#### [TASK ITEM]
Each line below must be printed exactly as it stands.

= Beginning of Section =

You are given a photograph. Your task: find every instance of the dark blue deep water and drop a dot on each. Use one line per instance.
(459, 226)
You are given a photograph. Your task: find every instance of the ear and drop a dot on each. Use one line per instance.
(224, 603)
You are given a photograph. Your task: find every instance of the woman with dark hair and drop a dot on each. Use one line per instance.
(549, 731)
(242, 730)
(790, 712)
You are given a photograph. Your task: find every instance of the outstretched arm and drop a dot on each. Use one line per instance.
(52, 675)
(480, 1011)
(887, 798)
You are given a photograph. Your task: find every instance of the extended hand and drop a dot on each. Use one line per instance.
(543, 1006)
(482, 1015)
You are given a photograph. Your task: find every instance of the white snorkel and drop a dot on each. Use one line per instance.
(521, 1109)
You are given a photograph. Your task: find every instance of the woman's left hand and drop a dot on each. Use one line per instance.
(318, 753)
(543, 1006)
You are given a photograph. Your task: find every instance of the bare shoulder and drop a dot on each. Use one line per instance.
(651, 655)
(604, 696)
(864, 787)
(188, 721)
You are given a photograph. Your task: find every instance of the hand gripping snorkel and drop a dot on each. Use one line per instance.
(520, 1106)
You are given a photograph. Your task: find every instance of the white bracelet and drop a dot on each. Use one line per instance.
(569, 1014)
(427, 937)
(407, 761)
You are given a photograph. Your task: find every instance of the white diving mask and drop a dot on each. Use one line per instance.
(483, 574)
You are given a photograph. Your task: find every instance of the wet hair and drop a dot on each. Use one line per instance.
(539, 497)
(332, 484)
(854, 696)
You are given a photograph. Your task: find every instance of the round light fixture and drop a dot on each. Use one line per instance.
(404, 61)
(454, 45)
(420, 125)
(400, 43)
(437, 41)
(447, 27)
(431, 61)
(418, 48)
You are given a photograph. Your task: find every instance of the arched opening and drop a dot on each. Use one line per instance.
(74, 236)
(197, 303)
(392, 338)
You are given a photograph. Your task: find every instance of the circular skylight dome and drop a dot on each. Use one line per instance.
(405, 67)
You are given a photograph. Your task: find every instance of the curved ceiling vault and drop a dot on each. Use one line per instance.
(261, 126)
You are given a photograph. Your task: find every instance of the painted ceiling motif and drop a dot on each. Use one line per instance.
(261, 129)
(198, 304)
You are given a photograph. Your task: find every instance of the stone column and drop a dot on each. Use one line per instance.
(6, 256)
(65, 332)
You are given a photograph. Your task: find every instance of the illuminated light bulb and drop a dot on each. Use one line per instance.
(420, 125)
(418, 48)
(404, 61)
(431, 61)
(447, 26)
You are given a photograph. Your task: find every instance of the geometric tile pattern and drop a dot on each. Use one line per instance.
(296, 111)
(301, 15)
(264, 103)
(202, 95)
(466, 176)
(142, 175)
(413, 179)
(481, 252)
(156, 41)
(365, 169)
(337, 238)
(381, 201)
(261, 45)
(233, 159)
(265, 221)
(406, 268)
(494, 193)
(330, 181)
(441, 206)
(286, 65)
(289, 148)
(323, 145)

= End of Section =

#### [RESULT BELOW]
You are given a photograph. Your task: find every instance of the dark blue deep water and drop a dot on each. Use one line per instance.
(459, 226)
You are given a photograph. Your task: find every instance of the ear and drop a dot on each. Use one line per instance.
(224, 603)
You are given a photograph. Your task: find every instance of the woman with dark hair and drop a dot on each. Use one line per instance.
(549, 731)
(242, 730)
(790, 712)
You are given a photograph. Your task: find every instance of the outstretched arm and drop a dot on each. Use one line per instance.
(52, 675)
(480, 1011)
(887, 798)
You are given a photograph. Your task: find every instance of the extended hand and drop a dot on each. Use one line per instance.
(543, 1006)
(482, 1015)
You are given a photograph. Your task: find every instance of the white snorkel and drop a dot on each. Use one line per instance.
(521, 1109)
You are given a photograph. Your task: find every instance of the woman's left hand and drop a dot on each. Use one line per instance.
(318, 753)
(543, 1006)
You are given a photograph. Your task: find every instance of the bare shoulder and drop a dot on each. Use one line per instance.
(651, 655)
(604, 696)
(864, 787)
(188, 721)
You are given a photograph. Your task: find every instance of the hand gripping snorkel and drop a dot on each. Use one line per instance.
(520, 1106)
You are given a photograph. Your task: find every instance of the white bracelet and drop a dot on each. Use one line per instance.
(569, 1014)
(427, 937)
(407, 761)
You are given a photograph. Your task: find every instance of the white diving mask and drop a dot on each. Use one line per instance.
(483, 574)
You are given a photograph. Your task: find every instance of the wet hair and drop a dot on each. Use one line per instance.
(539, 497)
(332, 484)
(854, 696)
You are given a photograph. Your task: find every instance of the round light fixture and drop a dot on each. Use one line per instance.
(404, 61)
(454, 45)
(420, 125)
(400, 43)
(437, 41)
(447, 27)
(431, 61)
(418, 48)
You are given a photograph. Your task: find every instance of the arched opening and drop a dot on each. Use one line per instance.
(74, 236)
(197, 303)
(392, 338)
You are given a photograph. Your task: find every instance of the circular skylight dome and drop a dot on each. Use one line per instance.
(405, 67)
You are given a photograph. Your task: find every instance of the curved ceiling vault and drop a dot on each. Use one line per instance.
(261, 126)
You are given a photograph. Your task: find every instance of the painted ceiling motif and drop a dot on each. Use one line per instance.
(261, 129)
(198, 304)
You are given a photograph. Your task: find every instance of the stone column and drop a dot on each. Use one line per instance.
(6, 256)
(65, 332)
You are given a photograph. Your task: find every instance of the illuminated light bulb and drop a dot on each. Use one line per instance.
(420, 125)
(418, 48)
(404, 61)
(431, 61)
(447, 26)
You are given a photograph. Your task: find every instance of the geometric tile pattern and drop a dot on each. Use one line per instance.
(296, 111)
(301, 15)
(264, 103)
(202, 95)
(466, 176)
(142, 175)
(413, 179)
(481, 252)
(156, 41)
(365, 169)
(337, 238)
(381, 201)
(261, 45)
(233, 159)
(265, 221)
(406, 268)
(494, 193)
(330, 181)
(441, 206)
(286, 65)
(289, 148)
(323, 145)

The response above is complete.